++++ Extracted records ++++
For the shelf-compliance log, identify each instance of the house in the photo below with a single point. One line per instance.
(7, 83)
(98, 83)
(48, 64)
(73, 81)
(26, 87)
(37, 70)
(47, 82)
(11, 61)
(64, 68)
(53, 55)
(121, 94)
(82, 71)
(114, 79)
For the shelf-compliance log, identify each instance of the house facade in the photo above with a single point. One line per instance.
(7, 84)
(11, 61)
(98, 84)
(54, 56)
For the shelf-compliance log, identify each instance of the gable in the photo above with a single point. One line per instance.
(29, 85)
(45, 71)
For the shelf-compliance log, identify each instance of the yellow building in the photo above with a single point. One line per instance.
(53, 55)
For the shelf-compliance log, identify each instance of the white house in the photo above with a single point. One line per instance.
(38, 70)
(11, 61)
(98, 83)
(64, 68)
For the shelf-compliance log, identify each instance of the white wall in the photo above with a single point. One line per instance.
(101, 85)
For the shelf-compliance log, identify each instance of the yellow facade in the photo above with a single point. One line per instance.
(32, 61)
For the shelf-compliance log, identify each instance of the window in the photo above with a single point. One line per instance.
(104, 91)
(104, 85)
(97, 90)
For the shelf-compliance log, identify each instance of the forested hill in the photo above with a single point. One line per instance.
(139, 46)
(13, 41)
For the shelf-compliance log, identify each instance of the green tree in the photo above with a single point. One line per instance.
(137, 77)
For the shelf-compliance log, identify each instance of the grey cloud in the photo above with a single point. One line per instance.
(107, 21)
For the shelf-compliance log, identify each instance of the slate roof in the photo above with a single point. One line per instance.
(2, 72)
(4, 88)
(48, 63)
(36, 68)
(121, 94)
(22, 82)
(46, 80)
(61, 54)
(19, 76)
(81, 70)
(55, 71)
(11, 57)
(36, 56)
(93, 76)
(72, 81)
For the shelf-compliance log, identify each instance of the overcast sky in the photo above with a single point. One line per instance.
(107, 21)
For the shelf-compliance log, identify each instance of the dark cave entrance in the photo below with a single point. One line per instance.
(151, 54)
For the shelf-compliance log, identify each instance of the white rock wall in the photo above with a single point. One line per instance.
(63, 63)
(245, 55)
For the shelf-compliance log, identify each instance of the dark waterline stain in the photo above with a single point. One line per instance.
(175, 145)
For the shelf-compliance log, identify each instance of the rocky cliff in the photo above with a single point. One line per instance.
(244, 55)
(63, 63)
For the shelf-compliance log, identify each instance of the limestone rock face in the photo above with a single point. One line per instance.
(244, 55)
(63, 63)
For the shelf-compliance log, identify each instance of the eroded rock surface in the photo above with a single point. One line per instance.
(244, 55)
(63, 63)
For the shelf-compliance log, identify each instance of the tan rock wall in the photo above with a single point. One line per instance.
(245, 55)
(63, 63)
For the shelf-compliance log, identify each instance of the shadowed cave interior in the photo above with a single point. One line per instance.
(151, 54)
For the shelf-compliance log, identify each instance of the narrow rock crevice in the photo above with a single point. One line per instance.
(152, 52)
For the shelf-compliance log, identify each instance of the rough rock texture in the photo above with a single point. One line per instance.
++++
Activity - Copy out the records above exactly and completely.

Exercise result -
For the shelf-compliance log, identify each instance of the house in the photo below with a single point. One line per instance.
(7, 83)
(98, 83)
(48, 64)
(73, 81)
(26, 87)
(37, 70)
(47, 82)
(11, 61)
(64, 68)
(53, 55)
(121, 94)
(82, 71)
(114, 79)
For the shelf-compliance log, identify each instance of the house facade in the photo above with a single point. One line per instance.
(7, 84)
(11, 61)
(98, 84)
(54, 56)
For the shelf-compliance log, identify each instance of the gable in the photo above with a single point. One line per instance.
(29, 85)
(45, 71)
For the shelf-compliance log, identify each instance of the yellow building in the photo above with a single point. One line per instance.
(53, 55)
For the shelf-compliance log, identify each instance of the white house in the photo above with a single point. One line per instance.
(38, 70)
(11, 61)
(98, 83)
(64, 68)
For the shelf-compliance log, identify each instance of the white wall in the photo above with a single point. One line per instance.
(101, 85)
For the shelf-compliance log, identify each instance of the yellow facade in the photo above with a single point. One line per instance.
(32, 61)
For the shelf-compliance log, identify each instance of the window in the photo above with a single point. One line per instance.
(104, 91)
(104, 85)
(97, 90)
For the shelf-compliance log, identify each instance of the forested hill in the photo above with a single point. One line per instance.
(139, 46)
(13, 41)
For the shelf-compliance log, identify each instance of the green tree in the photo above with a single point. One line per instance.
(137, 77)
For the shelf-compliance log, identify each instance of the grey cloud in the photo above with a single point. One line per instance.
(107, 21)
For the shelf-compliance log, identify each instance of the slate roof in the photo above with a single point. One line per instance.
(2, 72)
(4, 88)
(48, 63)
(36, 68)
(121, 94)
(22, 82)
(46, 80)
(61, 54)
(19, 76)
(81, 70)
(55, 71)
(11, 57)
(36, 56)
(93, 76)
(72, 81)
For the shelf-compliance log, identify each instance of the overcast sky in the photo above with a single point. One line per instance.
(107, 21)
For the shelf-compliance log, identify each instance of the dark cave entrance in the photo below with a single point. One line per instance.
(151, 54)
For the shelf-compliance log, identify each instance of the white rock wall in the photo above with a single point. One line per instance.
(63, 63)
(245, 55)
For the shelf-compliance log, identify each instance of the dark waterline stain in the photo above with a single point. One line per instance.
(175, 145)
For the shelf-compliance log, identify each instance of the rocky cliff in the photo above with a single point. One line per instance.
(244, 55)
(63, 63)
For the shelf-compliance log, identify each instance of the limestone rock face in the photo above with a single point. One line per instance.
(244, 55)
(63, 63)
For the shelf-compliance log, identify each instance of the eroded rock surface in the photo above with a single point. One line per instance.
(244, 55)
(63, 63)
For the shelf-compliance log, identify each instance of the tan rock wall in the photo above with a single point. One line per instance.
(245, 55)
(63, 63)
For the shelf-compliance log, identify each instance of the shadowed cave interior in the photo above with a single point. One line per instance.
(151, 54)
For the shelf-compliance log, identify each instance of the narrow rock crevice in the photo above with a single point. One line per instance.
(152, 52)
For the shelf-compliance log, identify each instance of the rough rock texture in the photo above with a single point. One line per instance.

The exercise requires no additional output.